[EXERCISE REQUIREMENTS]:
**a.** List every street that the description of Vicksburg's Main Street Historic District names as meeting at the district's central junction.
**b.** Extend the description of Vicksburg's Main Street Historic District, picking up after its final sentence.
# DOCUMENT SECTION start
Main Street Historic District - Vicksburg MS
Posted by: Groundspeak Premium Member Benchmark Blasterz
N 32° 21.200 W 090° 52.531
15S E 699915 N 3581585
An old commercial section of town, where Main, Openwood, and Locust streets meet, is preserved in the US National Register Main Street Historic District in Vicksburg.
Waymark Code: WMMJ51
Location: Mississippi, United States
Date Posted: 09/26/2014
Published By:Groundspeak Premium Member silverquill
Views: 1

This small commercial district in the eastern part of Vicksburg dates from the 1830s. It is anchored by a marble horse trough that Blasterz figure was pretty busy "back in the day, before all the horses in Vicksburg were eaten during the siege (March-July 1863) and then again during the intervening decades from the end of the siege until the automobile replaced horse-drawn conveyances.

From the Mississippi Department of Archives and History website: (visit link)

"The focus of the Main Street Historic District in Vicksburg is a small triangular plot on a hill at the junction of Main, Locust, and Openwood streets. The center of the plot is marked by a marble horse trough. Around this point stand the larger, commercial and public
buildings of the district, with the smaller, residential structures arrayed along the hillside of Locust and Main streets below. The district is composed of seventeen structures, ten commercial and public buildings and seven residences. Most residences date from the 1830s, '40s, and T 50s; commercial and public buildings were built between 1840 and 1905.
# DOCUMENT SECTION end
# GIVEN RECORDS start
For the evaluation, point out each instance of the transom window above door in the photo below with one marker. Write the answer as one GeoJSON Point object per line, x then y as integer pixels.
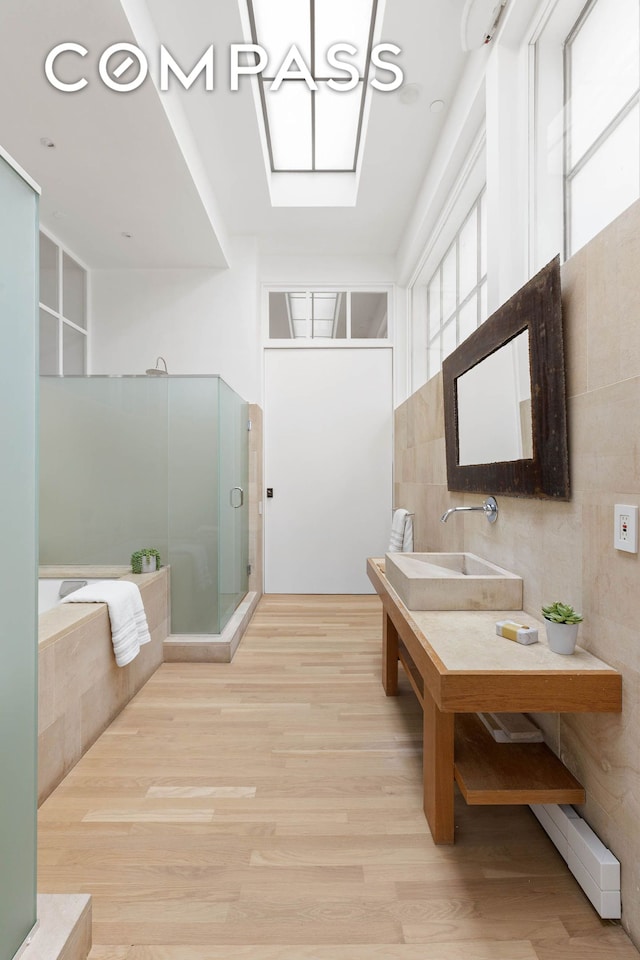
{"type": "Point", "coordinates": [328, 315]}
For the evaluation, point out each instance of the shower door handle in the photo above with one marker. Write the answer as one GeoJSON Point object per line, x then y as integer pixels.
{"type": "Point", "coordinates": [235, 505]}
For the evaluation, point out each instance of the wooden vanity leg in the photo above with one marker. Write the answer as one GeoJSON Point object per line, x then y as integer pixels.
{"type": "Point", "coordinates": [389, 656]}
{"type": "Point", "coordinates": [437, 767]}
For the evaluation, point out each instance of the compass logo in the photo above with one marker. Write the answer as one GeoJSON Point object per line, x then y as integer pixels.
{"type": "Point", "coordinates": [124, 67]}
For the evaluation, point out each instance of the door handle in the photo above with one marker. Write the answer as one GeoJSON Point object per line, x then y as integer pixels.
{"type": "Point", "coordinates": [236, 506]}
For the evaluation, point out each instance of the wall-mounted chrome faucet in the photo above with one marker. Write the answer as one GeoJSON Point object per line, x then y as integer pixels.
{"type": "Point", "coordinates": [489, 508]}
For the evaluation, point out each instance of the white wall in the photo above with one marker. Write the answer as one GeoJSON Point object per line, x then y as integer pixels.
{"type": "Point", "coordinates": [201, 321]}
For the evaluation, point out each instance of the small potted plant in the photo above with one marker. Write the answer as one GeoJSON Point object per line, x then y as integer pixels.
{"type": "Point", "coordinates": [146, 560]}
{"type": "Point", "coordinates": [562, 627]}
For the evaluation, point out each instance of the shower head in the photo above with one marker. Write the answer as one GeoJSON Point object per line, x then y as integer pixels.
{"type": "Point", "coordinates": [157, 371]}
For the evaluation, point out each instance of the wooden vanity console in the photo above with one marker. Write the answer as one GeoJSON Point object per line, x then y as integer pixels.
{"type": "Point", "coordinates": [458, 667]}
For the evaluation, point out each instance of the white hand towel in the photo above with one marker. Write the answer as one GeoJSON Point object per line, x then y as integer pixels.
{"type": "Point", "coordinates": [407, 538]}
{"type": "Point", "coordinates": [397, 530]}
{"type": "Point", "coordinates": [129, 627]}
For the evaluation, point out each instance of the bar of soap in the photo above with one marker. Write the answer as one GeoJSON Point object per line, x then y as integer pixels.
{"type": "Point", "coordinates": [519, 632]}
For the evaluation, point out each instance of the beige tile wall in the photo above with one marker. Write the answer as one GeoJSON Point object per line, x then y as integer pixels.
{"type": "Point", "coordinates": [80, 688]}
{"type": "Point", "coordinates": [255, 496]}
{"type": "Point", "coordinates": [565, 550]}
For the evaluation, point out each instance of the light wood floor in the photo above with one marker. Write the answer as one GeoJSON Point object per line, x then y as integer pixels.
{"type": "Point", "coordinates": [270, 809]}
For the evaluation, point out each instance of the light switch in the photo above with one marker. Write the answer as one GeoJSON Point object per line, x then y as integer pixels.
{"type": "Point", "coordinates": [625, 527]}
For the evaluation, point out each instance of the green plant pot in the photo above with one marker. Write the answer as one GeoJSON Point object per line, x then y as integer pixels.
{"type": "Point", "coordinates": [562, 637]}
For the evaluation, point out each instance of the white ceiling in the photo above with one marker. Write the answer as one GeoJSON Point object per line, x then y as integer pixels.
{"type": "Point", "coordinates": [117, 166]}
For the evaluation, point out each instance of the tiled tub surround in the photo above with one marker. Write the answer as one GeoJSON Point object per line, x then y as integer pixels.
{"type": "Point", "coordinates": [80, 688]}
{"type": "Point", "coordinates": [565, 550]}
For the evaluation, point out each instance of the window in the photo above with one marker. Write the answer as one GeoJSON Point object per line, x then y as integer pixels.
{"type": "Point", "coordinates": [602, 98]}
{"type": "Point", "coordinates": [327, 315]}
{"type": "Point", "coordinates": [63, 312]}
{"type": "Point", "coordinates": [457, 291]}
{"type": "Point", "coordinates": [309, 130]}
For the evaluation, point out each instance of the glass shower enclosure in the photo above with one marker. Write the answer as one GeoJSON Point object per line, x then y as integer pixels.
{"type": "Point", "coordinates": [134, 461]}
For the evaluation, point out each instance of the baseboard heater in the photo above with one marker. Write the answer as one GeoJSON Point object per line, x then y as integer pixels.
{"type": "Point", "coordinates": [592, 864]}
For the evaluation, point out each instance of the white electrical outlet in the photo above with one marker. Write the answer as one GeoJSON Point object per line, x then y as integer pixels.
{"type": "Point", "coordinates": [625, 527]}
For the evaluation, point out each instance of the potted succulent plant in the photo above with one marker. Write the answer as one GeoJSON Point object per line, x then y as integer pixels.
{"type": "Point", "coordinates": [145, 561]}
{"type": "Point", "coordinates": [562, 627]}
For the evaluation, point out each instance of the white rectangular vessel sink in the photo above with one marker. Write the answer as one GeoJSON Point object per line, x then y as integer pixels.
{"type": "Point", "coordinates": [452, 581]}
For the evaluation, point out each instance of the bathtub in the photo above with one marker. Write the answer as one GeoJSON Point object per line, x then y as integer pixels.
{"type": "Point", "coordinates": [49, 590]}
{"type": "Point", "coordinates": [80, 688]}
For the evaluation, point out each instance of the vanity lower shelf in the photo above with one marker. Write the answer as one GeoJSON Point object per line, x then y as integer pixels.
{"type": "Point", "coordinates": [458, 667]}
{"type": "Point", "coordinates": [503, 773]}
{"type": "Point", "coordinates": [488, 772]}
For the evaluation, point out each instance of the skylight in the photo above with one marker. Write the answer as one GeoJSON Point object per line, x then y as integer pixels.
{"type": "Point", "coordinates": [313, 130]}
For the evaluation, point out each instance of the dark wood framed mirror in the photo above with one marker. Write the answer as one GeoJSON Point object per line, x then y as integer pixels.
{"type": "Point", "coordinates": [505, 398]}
# GIVEN RECORDS end
# GIVEN RECORDS start
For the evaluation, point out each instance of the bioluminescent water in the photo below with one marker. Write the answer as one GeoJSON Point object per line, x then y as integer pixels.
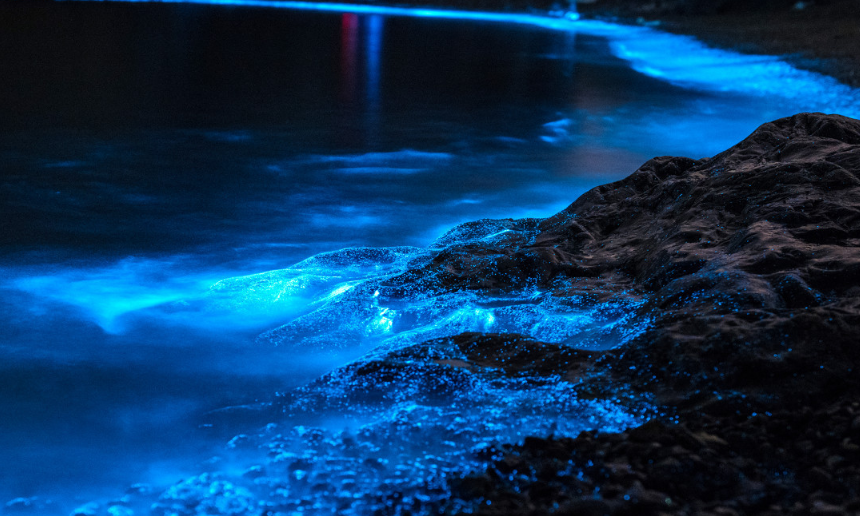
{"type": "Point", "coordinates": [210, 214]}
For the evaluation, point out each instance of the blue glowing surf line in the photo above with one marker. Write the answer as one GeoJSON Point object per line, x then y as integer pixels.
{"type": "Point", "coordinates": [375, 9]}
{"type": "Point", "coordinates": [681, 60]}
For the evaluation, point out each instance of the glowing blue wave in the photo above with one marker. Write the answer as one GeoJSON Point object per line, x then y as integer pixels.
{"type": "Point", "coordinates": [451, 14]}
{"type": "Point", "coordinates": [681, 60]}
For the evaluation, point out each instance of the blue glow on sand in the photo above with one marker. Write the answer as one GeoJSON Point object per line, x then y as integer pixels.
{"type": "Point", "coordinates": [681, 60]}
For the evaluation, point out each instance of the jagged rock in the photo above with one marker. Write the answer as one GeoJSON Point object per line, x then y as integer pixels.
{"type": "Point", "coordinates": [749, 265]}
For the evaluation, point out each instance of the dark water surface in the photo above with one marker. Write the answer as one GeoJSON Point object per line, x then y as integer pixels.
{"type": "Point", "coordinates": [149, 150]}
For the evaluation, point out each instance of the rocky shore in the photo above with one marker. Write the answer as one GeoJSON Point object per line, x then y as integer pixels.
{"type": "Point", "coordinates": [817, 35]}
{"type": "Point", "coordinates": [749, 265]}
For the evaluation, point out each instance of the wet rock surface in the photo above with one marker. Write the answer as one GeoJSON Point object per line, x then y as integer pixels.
# GIVEN RECORDS end
# GIVEN RECORDS start
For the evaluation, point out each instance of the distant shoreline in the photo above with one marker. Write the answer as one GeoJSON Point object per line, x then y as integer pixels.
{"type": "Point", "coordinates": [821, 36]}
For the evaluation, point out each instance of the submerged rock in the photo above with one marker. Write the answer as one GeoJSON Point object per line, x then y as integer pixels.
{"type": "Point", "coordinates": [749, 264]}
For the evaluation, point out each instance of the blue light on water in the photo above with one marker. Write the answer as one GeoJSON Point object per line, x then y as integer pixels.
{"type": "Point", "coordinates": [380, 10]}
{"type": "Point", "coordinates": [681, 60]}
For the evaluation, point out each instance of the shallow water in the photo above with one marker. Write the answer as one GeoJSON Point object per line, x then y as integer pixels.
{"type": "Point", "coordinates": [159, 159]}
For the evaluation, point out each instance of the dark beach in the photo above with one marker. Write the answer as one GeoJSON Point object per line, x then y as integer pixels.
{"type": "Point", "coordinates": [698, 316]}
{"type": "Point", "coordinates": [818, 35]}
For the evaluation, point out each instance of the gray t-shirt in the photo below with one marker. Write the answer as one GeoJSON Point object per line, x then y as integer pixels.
# GIVEN RECORDS end
[RESULTS OF THE EXERCISE]:
**a.**
Main Street
Openwood Street
Locust Street

**b.**
Within the district there is but one intrusion; two recently constructed buildings exist, but they do not detract from the character of the district. All but three of the seventeen structures in the district are architecturally and/or historically significant, and despite incompatible alteration of a few structures renovation has not diminished the overall architectural character of the district. Some original landscape features, such as cast-iron
fences and brick-paved streets, remain integral parts of the district. The Main Street Historic District has indeed largely retained its nineteenth century ambience.

. . . .

Statement of significance

The Main Street Historic District in Vicksburg, which includes what is thought to be the earliest residential and commercial area in the city (V. Blaine Russell, a collection of articles from the Vicksburg Evening Post, June 10, 1930-May 25, 1949, located in Old Courthouse Museum, Vicksburg), is architecturally significant for its concentration of well preserved Greek Revival residences and nineteenth- and twentieth-century commercial and public buildings, including Christ Episcopal Church, oldest church and probably oldest public building extant in Vicksburg. The low scale of buildings, and amenities such as cast-iron fences and brick-paved streets, contribute to the nineteenth-century character of the district.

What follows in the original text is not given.